DATASET ROWS =>

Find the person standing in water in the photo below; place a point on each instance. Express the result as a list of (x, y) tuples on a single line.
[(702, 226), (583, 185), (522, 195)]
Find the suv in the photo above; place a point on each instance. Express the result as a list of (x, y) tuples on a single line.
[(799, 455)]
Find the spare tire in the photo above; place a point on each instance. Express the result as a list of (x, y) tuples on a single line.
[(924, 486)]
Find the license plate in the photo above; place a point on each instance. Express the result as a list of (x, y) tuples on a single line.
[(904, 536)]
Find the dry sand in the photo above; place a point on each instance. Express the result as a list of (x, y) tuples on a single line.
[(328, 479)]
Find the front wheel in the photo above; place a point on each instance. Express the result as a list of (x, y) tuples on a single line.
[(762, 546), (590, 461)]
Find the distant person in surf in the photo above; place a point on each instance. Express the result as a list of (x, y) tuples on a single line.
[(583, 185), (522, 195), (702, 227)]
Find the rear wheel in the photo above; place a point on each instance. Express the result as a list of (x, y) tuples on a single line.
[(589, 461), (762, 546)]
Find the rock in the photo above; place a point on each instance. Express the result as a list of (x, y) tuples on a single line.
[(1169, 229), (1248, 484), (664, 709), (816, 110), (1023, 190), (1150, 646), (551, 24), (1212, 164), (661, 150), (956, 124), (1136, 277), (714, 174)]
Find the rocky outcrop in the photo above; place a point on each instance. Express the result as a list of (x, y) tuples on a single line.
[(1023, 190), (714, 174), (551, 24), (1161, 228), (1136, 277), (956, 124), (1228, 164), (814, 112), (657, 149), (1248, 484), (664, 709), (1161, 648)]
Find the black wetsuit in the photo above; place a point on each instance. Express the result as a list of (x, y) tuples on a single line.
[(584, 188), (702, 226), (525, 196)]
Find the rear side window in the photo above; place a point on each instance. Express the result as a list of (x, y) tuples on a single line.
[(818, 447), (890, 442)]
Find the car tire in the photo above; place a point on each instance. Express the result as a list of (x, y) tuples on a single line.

PROBLEM TO SOLVE => Copy out, character for character, the lines of the material above, starting at the line that contains "Find the spare" and stopping after the line that contains "277), (714, 174)]".

TASK OUTPUT =>
Find the spare tire in the photo above; place a point on each instance. Express the result as a list of (x, y) tuples on a single line.
[(924, 486)]
Find the license plate in the photo above; place a point on each instance. Express the result as a list of (x, y) tuples on a single line.
[(904, 536)]
Find the dry sand in the photo above; place a point on each instance. Express the result as a list of (x, y) tuples on a single line.
[(328, 479)]
Find the front wheel in the photo above; place a point on each instance. Express the result as a list of (x, y) tuples on a single line.
[(762, 546), (590, 461)]
Find the distant person in surf in the photo above; place a point on each instance. Express the result as a list of (x, y) tuples on a single line.
[(583, 185), (522, 195), (702, 227)]
Find the rear wheel in the photo above; place a point on each instance. Express the result as a list of (x, y) tuples on a single line.
[(589, 461), (762, 546)]
Find the rock in the photo above; place a point on each instance. Express the result as a list of (x, y) tuples on a single line.
[(1169, 229), (1248, 484), (664, 709), (816, 110), (1023, 190), (1150, 646), (551, 24), (1212, 164), (661, 150), (956, 124), (1136, 277), (714, 174)]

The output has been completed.